▼
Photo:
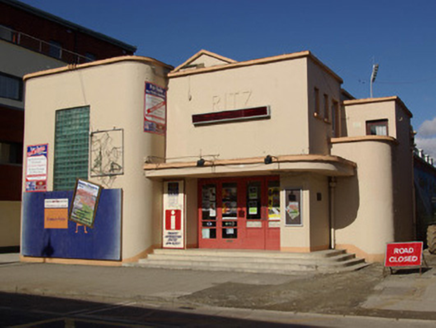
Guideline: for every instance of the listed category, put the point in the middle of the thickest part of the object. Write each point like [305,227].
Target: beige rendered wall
[279,85]
[364,204]
[320,126]
[18,61]
[10,223]
[115,94]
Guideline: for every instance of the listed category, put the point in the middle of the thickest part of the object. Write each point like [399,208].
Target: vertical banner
[174,220]
[155,108]
[36,167]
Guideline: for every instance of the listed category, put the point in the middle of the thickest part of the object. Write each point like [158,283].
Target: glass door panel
[208,211]
[229,210]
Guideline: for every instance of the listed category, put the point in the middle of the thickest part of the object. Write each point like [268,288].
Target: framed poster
[293,207]
[155,109]
[36,168]
[85,202]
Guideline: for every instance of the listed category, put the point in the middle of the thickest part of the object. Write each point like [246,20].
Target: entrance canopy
[203,167]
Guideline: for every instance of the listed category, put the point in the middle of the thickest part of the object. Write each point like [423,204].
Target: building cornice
[378,100]
[260,61]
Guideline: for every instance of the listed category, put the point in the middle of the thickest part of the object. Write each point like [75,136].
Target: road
[20,310]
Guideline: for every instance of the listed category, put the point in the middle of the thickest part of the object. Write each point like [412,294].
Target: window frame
[19,82]
[379,122]
[71,159]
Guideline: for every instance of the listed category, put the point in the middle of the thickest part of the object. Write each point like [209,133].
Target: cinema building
[268,154]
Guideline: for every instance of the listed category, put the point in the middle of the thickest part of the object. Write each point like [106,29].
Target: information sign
[404,254]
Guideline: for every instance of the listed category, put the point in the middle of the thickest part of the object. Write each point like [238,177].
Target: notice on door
[173,221]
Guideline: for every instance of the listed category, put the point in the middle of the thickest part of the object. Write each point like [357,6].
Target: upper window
[90,57]
[326,108]
[6,33]
[55,49]
[377,127]
[71,147]
[316,95]
[11,87]
[336,119]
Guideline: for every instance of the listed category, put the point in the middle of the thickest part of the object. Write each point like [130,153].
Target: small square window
[377,128]
[55,49]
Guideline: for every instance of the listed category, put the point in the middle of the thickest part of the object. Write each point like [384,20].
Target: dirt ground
[341,293]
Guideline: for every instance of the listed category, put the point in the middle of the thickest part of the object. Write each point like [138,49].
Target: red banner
[404,254]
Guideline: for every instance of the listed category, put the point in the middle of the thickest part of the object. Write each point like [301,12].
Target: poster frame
[77,203]
[36,177]
[299,192]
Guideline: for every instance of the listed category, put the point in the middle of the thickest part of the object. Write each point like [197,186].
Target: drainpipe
[332,186]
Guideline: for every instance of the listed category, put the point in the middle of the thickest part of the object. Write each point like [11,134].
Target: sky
[349,36]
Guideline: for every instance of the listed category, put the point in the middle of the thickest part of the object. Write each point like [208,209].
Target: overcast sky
[349,36]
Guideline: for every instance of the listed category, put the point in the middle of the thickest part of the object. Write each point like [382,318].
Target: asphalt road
[19,310]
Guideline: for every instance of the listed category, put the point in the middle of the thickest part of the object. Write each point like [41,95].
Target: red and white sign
[404,254]
[173,220]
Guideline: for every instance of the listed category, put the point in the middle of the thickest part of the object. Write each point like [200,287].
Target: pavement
[402,292]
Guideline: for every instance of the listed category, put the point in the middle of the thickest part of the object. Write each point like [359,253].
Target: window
[6,33]
[378,127]
[90,57]
[71,147]
[11,87]
[316,95]
[326,108]
[55,49]
[11,153]
[336,119]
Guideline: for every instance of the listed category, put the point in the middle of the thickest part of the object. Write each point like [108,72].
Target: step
[262,258]
[327,261]
[248,253]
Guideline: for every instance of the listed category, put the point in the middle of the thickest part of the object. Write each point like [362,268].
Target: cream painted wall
[115,94]
[10,223]
[364,204]
[18,61]
[243,87]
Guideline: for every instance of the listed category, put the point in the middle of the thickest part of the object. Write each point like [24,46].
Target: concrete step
[341,258]
[252,261]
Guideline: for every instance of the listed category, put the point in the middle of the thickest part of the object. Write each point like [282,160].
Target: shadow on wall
[347,201]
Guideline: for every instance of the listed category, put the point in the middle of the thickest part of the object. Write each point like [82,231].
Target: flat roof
[73,26]
[73,67]
[377,100]
[260,61]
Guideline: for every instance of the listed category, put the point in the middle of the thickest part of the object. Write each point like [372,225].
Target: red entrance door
[239,213]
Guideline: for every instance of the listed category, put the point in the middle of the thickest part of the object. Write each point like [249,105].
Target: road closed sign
[404,254]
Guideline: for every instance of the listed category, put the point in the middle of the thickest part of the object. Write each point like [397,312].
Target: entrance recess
[239,213]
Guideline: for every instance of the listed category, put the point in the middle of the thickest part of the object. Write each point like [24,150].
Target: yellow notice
[56,218]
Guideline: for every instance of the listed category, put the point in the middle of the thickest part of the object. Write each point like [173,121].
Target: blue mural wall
[103,242]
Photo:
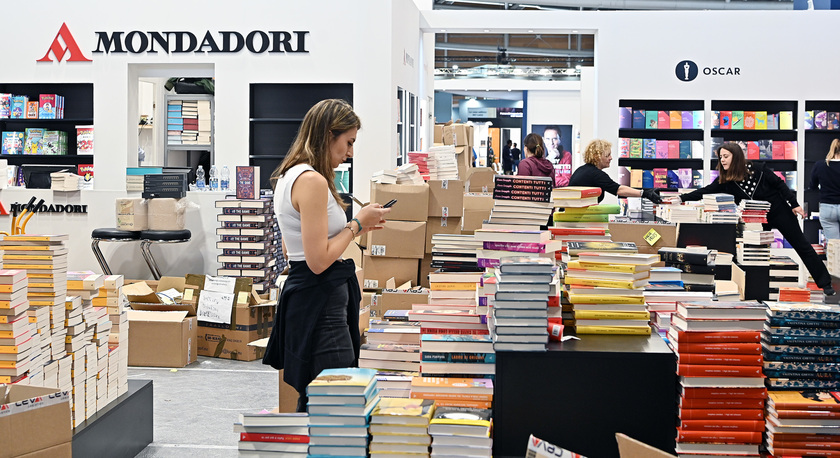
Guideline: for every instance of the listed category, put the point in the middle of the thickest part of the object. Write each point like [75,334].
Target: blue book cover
[638,119]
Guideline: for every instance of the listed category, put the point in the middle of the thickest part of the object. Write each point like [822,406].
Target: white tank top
[289,218]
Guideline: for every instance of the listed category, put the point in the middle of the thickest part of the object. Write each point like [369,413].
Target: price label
[651,237]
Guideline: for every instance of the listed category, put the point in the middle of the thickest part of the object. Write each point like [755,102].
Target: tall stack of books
[340,404]
[719,366]
[520,306]
[520,202]
[720,208]
[250,241]
[802,423]
[19,340]
[461,431]
[260,434]
[400,426]
[455,252]
[607,292]
[800,343]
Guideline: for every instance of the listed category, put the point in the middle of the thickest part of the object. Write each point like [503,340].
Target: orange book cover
[720,437]
[710,370]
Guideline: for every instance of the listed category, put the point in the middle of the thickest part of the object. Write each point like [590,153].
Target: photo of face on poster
[558,146]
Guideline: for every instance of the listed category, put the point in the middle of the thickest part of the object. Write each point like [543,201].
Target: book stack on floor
[614,305]
[250,241]
[520,304]
[754,248]
[803,423]
[459,432]
[800,343]
[720,370]
[719,208]
[339,406]
[391,356]
[400,427]
[520,202]
[19,340]
[784,273]
[268,434]
[455,252]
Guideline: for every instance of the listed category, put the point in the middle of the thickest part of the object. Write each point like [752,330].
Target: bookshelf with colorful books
[661,135]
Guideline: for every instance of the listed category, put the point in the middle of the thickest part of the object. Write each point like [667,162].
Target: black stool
[109,235]
[147,238]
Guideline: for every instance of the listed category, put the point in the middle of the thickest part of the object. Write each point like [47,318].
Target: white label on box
[377,250]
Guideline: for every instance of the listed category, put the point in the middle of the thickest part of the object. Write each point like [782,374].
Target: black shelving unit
[78,110]
[276,112]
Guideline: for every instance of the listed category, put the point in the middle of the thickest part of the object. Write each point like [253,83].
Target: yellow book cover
[611,315]
[615,330]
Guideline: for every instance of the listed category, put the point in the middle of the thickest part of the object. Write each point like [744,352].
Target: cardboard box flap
[160,316]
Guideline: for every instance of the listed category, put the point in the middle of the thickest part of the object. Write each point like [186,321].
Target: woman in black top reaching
[754,181]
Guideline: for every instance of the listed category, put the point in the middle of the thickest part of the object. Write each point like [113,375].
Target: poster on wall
[558,145]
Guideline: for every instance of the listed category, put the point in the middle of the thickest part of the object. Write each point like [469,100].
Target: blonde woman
[826,178]
[598,156]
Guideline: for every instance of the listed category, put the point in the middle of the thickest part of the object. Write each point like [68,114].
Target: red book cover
[721,414]
[721,403]
[720,359]
[724,425]
[271,437]
[719,337]
[720,348]
[707,370]
[247,182]
[720,437]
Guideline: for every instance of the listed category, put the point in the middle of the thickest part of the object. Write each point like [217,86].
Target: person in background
[597,157]
[535,164]
[507,159]
[826,178]
[516,156]
[558,156]
[316,325]
[747,180]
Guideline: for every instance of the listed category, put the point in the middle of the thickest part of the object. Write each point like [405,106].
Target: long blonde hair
[323,123]
[833,151]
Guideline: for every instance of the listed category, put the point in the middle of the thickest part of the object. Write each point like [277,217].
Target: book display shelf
[77,110]
[819,133]
[276,112]
[661,142]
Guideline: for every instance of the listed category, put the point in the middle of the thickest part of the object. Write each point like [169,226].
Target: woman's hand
[372,217]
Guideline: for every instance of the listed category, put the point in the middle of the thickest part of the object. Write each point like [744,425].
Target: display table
[122,429]
[578,394]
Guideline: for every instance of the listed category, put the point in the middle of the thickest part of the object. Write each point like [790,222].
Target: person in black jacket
[754,181]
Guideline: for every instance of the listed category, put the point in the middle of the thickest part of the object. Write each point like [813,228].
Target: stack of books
[391,356]
[262,433]
[455,252]
[520,305]
[800,343]
[454,391]
[442,163]
[339,406]
[802,423]
[720,370]
[607,292]
[250,241]
[719,208]
[461,431]
[520,202]
[400,427]
[19,339]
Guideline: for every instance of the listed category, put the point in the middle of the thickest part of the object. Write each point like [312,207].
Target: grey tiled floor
[195,407]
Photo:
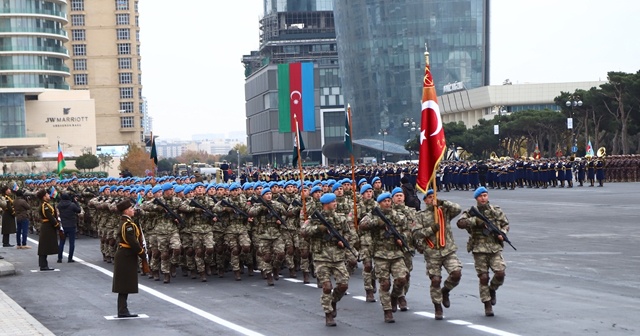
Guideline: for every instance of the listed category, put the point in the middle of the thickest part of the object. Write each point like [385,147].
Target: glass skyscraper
[381,56]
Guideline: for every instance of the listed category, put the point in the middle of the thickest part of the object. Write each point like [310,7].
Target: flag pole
[302,198]
[353,171]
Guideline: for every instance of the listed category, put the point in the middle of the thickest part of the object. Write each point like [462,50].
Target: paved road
[576,272]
▲
Task instructions: Produce an exact copy of the lines from the line containing "point like [312,207]." through the last line of the records, with no pictures and no other text.

Answer below:
Guideline: for every instance of the listed category, put the point in the middle of the thickest part of the object. Write each point like [312,207].
Target: grey tiled floor
[195,407]
Photo:
Guideline: for every instance of the listed category, put the point in the middle of the thickest part of the object. Write each point like [385,147].
Target: glass skyscraper
[381,56]
Guideline: for every instance of the listed category, put the point in the middle of the thickest part of the object. Write each point like [310,7].
Target: flag pole
[302,198]
[353,171]
Guideline: for every instance of the listed category, put the point in the middle of the thickest part of the object. Write each point like [462,50].
Target: paved road
[576,272]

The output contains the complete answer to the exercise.